[[ EXTRACTED MATERIAL, beginning ]]
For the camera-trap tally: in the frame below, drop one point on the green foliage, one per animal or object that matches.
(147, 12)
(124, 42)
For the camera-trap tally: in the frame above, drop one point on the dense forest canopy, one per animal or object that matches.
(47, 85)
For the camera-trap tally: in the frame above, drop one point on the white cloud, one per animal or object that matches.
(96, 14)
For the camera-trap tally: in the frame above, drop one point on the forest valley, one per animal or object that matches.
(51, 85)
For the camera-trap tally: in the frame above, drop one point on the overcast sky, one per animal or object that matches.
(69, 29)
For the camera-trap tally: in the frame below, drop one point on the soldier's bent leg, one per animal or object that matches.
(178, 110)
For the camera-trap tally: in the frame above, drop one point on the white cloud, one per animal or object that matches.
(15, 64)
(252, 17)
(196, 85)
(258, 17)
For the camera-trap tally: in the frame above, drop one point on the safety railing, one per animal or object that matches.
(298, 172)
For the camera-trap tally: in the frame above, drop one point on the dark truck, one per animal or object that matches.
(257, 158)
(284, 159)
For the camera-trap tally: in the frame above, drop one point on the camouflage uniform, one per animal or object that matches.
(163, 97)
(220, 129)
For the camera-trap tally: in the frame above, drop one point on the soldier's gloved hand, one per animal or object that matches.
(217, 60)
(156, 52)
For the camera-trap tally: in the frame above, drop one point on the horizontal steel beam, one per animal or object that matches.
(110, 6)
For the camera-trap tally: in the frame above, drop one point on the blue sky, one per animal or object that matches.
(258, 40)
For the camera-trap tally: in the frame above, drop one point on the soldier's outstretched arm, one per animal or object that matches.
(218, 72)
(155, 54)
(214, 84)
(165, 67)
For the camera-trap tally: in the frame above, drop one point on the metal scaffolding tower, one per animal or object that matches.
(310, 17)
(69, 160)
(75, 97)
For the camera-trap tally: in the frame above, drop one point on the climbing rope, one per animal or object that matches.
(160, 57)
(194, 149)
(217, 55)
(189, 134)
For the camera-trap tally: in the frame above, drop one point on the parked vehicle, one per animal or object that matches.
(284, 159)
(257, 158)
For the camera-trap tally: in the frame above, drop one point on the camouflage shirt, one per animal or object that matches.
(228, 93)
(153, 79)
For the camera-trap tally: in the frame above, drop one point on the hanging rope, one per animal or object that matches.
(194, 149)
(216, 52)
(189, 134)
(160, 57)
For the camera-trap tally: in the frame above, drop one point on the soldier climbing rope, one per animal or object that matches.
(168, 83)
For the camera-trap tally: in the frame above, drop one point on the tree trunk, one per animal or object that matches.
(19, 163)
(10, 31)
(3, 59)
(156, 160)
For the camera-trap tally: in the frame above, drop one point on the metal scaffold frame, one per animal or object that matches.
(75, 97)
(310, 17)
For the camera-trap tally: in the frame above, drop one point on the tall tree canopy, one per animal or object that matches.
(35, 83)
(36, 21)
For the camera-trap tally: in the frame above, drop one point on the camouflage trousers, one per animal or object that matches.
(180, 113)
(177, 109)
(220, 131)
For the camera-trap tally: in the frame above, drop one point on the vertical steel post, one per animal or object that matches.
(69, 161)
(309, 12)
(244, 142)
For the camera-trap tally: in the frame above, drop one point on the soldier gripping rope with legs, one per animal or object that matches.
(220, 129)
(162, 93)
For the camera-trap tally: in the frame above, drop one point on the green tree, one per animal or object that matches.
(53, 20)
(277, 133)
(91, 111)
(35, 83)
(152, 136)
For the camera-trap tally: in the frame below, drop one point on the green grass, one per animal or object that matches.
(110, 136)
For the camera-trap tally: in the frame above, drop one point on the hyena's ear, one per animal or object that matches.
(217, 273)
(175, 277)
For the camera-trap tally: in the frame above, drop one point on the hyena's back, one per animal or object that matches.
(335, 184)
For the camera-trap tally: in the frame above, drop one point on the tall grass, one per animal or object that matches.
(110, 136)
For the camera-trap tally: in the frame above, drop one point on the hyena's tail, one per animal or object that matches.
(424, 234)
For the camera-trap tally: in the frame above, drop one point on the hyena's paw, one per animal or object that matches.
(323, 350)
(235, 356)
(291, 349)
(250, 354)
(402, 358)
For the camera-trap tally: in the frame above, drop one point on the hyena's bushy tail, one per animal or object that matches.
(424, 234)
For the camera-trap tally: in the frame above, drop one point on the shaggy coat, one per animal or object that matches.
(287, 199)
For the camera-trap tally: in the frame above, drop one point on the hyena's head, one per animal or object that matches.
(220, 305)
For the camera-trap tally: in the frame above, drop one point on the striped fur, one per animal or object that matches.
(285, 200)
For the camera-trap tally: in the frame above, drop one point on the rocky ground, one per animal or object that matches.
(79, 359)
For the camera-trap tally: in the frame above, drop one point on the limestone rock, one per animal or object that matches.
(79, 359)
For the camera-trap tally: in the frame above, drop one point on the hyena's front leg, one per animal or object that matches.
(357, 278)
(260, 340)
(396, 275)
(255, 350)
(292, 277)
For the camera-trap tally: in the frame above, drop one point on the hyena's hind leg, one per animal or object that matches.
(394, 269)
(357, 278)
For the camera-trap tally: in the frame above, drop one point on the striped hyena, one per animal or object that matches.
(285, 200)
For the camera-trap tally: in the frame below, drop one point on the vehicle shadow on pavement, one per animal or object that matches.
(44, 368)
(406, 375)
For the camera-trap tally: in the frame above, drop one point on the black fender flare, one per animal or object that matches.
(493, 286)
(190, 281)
[[ EXTRACTED MATERIAL, end ]]
### REQUIRED WORK:
Set out the entries once more, word for word.

### OUTPUT BELOW:
For the camera-trap tally: in the frame below, drop one point on the green foliage, one per animal or object that matches.
(147, 12)
(124, 42)
For the camera-trap tally: in the frame above, drop one point on the dense forest canopy, one per animal or object that matches.
(47, 85)
For the camera-trap tally: in the frame above, drop one point on the white cloud, one per animal or object that matches.
(96, 14)
For the camera-trap tally: in the frame above, drop one point on the forest valley, one per animal or object that matches.
(51, 85)
For the camera-trap tally: in the frame above, drop one point on the overcast sky, one per animal or object that matches.
(69, 29)
For the camera-trap tally: in the frame below, drop one point on the soldier's bent leg, one per animal or object that matches.
(178, 110)
For the camera-trap tally: in the frame above, drop one point on the white cloud, one per animal or object that matches.
(15, 64)
(252, 17)
(196, 85)
(258, 17)
For the camera-trap tally: in the frame above, drop one point on the safety railing, one per animal or object that matches.
(298, 172)
For the camera-trap tally: in the frame above, drop one point on the dark truck, one per animal or object that matches.
(257, 158)
(284, 159)
For the camera-trap tally: in the frame above, drop one point on the camouflage uniform, one per animal or object that matches.
(163, 97)
(220, 129)
For the camera-trap tally: in the frame above, drop one point on the soldier's gloved hand, one per animal or object that matches.
(217, 60)
(156, 52)
For the camera-trap tally: in the frame above, drop one point on the horizontal steel beam, one per animal or object that matches.
(110, 6)
For the camera-trap tally: in the frame above, drop one point on the blue sky, one per animal or object that matches.
(258, 40)
For the camera-trap tally: in the frame above, drop one point on the soldier's outstretched arm, one per animal or object that matches.
(218, 72)
(155, 54)
(214, 84)
(165, 67)
For the camera-trap tally: in the frame above, drop one point on the metal scaffolding tower, one per animal or object that matches.
(310, 17)
(69, 160)
(75, 97)
For the camera-trap tally: in the frame above, drop one point on the climbing rope, one per animal or object that matches.
(160, 57)
(194, 149)
(217, 55)
(189, 134)
For the camera-trap tally: in the frame above, drop one point on the parked vehicle, one per animal or object that matches.
(284, 159)
(257, 158)
For the camera-trap tally: in the frame above, drop one point on the camouflage shirt, one per animal or object that matches.
(228, 93)
(153, 79)
For the camera-trap tally: in the frame above, drop one point on the hanging rope, one per animal or object that matches.
(194, 149)
(216, 52)
(189, 134)
(160, 57)
For the camera-trap tally: in the frame above, drop one point on the soldier climbing rope, one per animal or object that matches.
(168, 83)
For the camera-trap tally: in the frame above, drop one point on the tree trunk, one per animal or object that matches.
(19, 163)
(10, 31)
(3, 59)
(156, 160)
For the camera-trap tally: in the frame above, drop one point on the metal scaffold frame, one per animal or object that matches.
(75, 97)
(310, 17)
For the camera-trap tally: in the frame above, drop one point on the tall tree canopy, one per animal or object that matches.
(35, 83)
(36, 21)
For the camera-trap tally: in the frame above, drop one point on the camouflage trousers, one per animal or object that matches.
(180, 113)
(177, 109)
(220, 131)
For the camera-trap tally: in the frame above, drop one point on the vertical steel post, one per animal or object that matches.
(69, 161)
(309, 12)
(244, 142)
For the camera-trap tally: in the frame above, drop one point on the soldier gripping rope with legs, one per animal or object that matches.
(220, 129)
(162, 93)
For the camera-trap tally: in the frame above, drop one point on the green tree, one per animal or object that matches.
(53, 20)
(277, 133)
(91, 111)
(35, 83)
(152, 136)
For the camera-trap tally: in the frame below, drop one point on the green grass, one per animal or object that matches.
(110, 136)
For the camera-trap tally: in the frame above, drop one point on the hyena's ear, one per animal or object that matches.
(217, 273)
(175, 277)
For the camera-trap tally: in the frame above, drop one point on the hyena's back, one per animal or object that matches.
(335, 184)
For the camera-trap tally: in the frame above, drop one point on the tall grass, one per animal or object that matches.
(110, 136)
For the camera-trap tally: in the frame above, drop one point on the hyena's tail, one per animal or object that matches.
(424, 234)
For the camera-trap tally: in the frame above, drop one point on the hyena's paw, one per animal or object that matches.
(323, 350)
(235, 356)
(291, 349)
(250, 354)
(402, 358)
For the camera-trap tally: in the frame above, drop one point on the hyena's bushy tail, one per animal or object that matches.
(424, 234)
For the camera-trap tally: in the frame above, drop one point on the shaggy coat, one per animal or object that matches.
(287, 199)
For the camera-trap tally: in the frame above, drop one point on the hyena's head, one per animal or object that matches.
(220, 305)
For the camera-trap tally: in the frame above, drop one point on the striped fur, one per animal or object that matches.
(285, 200)
For the camera-trap tally: in the frame above, drop one point on the rocky ground, one per animal or object that matches.
(79, 359)
For the camera-trap tally: in the frame above, drop one point on the limestone rock, one per animal or object that matches.
(79, 359)
For the camera-trap tally: in the frame above, drop one point on the hyena's front leg, one per animal or object that matches.
(357, 278)
(260, 340)
(396, 275)
(255, 350)
(292, 277)
For the camera-trap tally: in the frame above, drop one point on the hyena's hind leg, one per animal or object that matches.
(394, 269)
(357, 278)
For the camera-trap tally: in the frame above, drop one point on the striped hyena, one per animal or object that matches.
(285, 200)
For the camera-trap tally: in the frame below, drop one point on the vehicle shadow on pavement, one per animal or object that matches.
(44, 368)
(406, 375)
For the camera-trap tally: in the frame above, drop one point on the black fender flare, one per animal or object that matches.
(493, 286)
(190, 281)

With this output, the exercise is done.